■ **ЦЕЛЬ ЗАДАНИЯ**:
Допишите фрагмент о том, как менялось восприятие Рабле на рубеже XVI и XVII веков, начиная сразу после последней цитаты из «Опытов».

■ **ФРАГМЕНТ ДОКУМЕНТА**:
Читаем Творчество Франсуа Рабле и народная культура средневековья и Ренессанса полностью

Уже Ронсар и Плеяда были убеждены в существовании иерархии жанров. Эта идея, в основном заимствованная у античности, но переработанная на французской почве, могла укорениться, конечно, далеко не сразу. Плеяда была еще в этих вопросах очень либеральна и демократична. Ее члены относились к Рабле с большим уважением и умели его ценить по достоинству, в особенности Дю Белле и Баиф. Однако эта высокая оценка нашего автора (и могучее влияние его языка на язык Плеяды) шла вразрез с его местом в иерархии жанров, местом самым низким, почти за порогом литературы. Но эта иерархия была пока еще только отвлеченной и не вполне четкой идеей. Должны были произойти известные социальные, политические и общеидеологические изменения и сдвиги, должен был отдифференцироваться и сузиться круг читателей и оценщиков большой официальной литературы, чтобы иерархия жанров стала выражением реального соотношения их в пределах этой большой литературы, чтобы она стала действительной регулирующей и определяющей силой.

Этот процесс завершился, как известно, в XVII веке, но он начинает давать себя знать уже к концу XVI века. Тогда уже начинает складываться представление о Рабле, как о только занимательном, только веселом писателе. Такова, как известно, была и судьба «Дон Кихота», который долгое время воспринимался в разряде занимательной литературы для легкого чтения. Это произошло и с Рабле, который начал с конца XVI века все ниже спускаться к самому порогу большой литературы, пока не очутился почти и вовсе за этим порогом.

Уже Монтень, который был на сорок лет моложе Рабле, пишет в «Опытах»: «Среди книг просто занимательных (simplement plaisants) я считаю из новых книг «Декамерон» Боккаччо, Рабле и «Поцелуи» Иоанна Секунда (Jehan Second), если их следует относить к этому разряду, достойными, чтобы ими развлечься (dignes qu’en s’y amuse)» («Essais», кн. II, гл. 10; место это относится по времени написания к 1580 г.).

Однако это «просто занимательное» Монтеня лежит еще на самой границе старого и нового понимания и оценки «занимательного» (plaisant), «веселого» (joyeux), «досужного» (récréatif) и других аналогичных эпитетов к произведениям, которые так часто входят в XVI и XVII веках в самые заглавия этих произведений [25]. Понятие занимательного и веселого для Монтеня еще не окончательно сузилось и не приобрело еще оттенка чего-то низкого и несущественного. Сам Монтень в другом месте «Опытов» (кн. 1, гл. XXXVIII) говорит:

«Я лично для себя люблю только книги или занимательные (plaisants) и легкие (faciles), которые меня забавляют, или такие, которые меня утешают и советуют, как мне устроить мою жизнь и мою смерть (à regler ma vie et ma mort)».

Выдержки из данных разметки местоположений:
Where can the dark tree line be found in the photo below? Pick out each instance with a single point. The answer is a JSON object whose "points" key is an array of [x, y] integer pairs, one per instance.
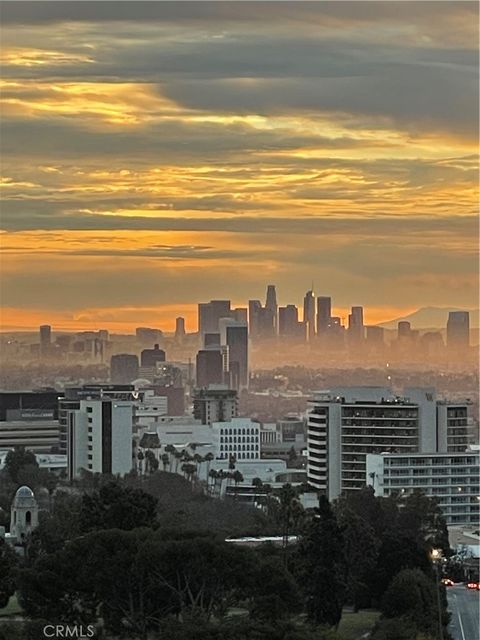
{"points": [[134, 555]]}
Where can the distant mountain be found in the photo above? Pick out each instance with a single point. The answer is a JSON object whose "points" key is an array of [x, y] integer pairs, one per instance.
{"points": [[431, 318]]}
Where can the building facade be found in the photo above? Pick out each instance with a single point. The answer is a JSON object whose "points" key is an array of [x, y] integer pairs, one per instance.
{"points": [[347, 424], [453, 479]]}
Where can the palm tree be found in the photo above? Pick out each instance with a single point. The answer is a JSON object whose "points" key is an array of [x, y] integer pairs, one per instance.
{"points": [[140, 458], [213, 475], [257, 484], [165, 460], [170, 449], [237, 478], [208, 458], [178, 457]]}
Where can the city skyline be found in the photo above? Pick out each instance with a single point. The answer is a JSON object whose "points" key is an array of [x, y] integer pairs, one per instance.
{"points": [[174, 152]]}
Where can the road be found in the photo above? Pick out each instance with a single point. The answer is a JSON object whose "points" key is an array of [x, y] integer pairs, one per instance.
{"points": [[464, 605]]}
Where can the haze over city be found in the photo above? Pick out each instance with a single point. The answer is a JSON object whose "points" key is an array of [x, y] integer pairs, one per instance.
{"points": [[161, 154]]}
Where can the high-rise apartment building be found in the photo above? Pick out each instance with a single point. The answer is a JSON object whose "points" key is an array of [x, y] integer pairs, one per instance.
{"points": [[309, 314], [324, 314], [45, 336], [123, 368], [209, 367], [453, 479], [458, 330], [272, 307], [150, 357], [356, 329], [99, 437], [217, 403], [234, 335], [209, 314], [288, 324], [179, 329], [346, 424]]}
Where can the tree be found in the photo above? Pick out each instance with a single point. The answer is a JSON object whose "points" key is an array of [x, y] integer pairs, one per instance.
{"points": [[165, 461], [208, 459], [322, 566], [292, 457], [422, 518], [114, 506], [8, 565], [361, 554], [16, 459], [412, 595]]}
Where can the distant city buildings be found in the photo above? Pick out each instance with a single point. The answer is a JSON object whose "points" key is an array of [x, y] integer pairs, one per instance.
{"points": [[217, 403], [123, 368]]}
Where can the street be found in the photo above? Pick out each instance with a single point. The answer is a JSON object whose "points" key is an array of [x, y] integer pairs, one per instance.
{"points": [[464, 605]]}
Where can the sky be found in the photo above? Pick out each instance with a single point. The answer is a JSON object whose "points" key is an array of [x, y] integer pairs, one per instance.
{"points": [[155, 155]]}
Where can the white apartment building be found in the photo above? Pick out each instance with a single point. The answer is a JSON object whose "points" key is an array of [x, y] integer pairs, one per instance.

■ **ПИСЬМЕННЫЙ ОТВЕТ**:
Из приведенных слов ясно, что из всей художественной литературы в собственном смысле Монтень предпочитает именно занимательные и легкие книги, так как под другими книгами, книгами утешения и совета, он понимает, конечно, не художественную литературу, а книги философские, богословские и прежде всего книги типа самих «Опытов» (Марк Аврелий, Сенека, «Moralia» Плутарха и т. п.). Художественная литература для него еще в основном занимательная, веселая, рекреативная литература [26]. В этом отношении он еще человек XVI века. Но характерно, что вопросы устроения жизни и смерти уже решительно изъяты из области ведения веселого смеха. Рабле, рядом с Боккаччо и Иоанном Секундом, «достоин того, чтобы им развлечься», но он не относится к числу утешителей и советников в деле «устроения жизни и смерти». Однако именно таким утешителем и советником Рабле был для своих современников. Вопрос устроения жизни и смерти они еще умели ставить в веселом плане, плане смеха.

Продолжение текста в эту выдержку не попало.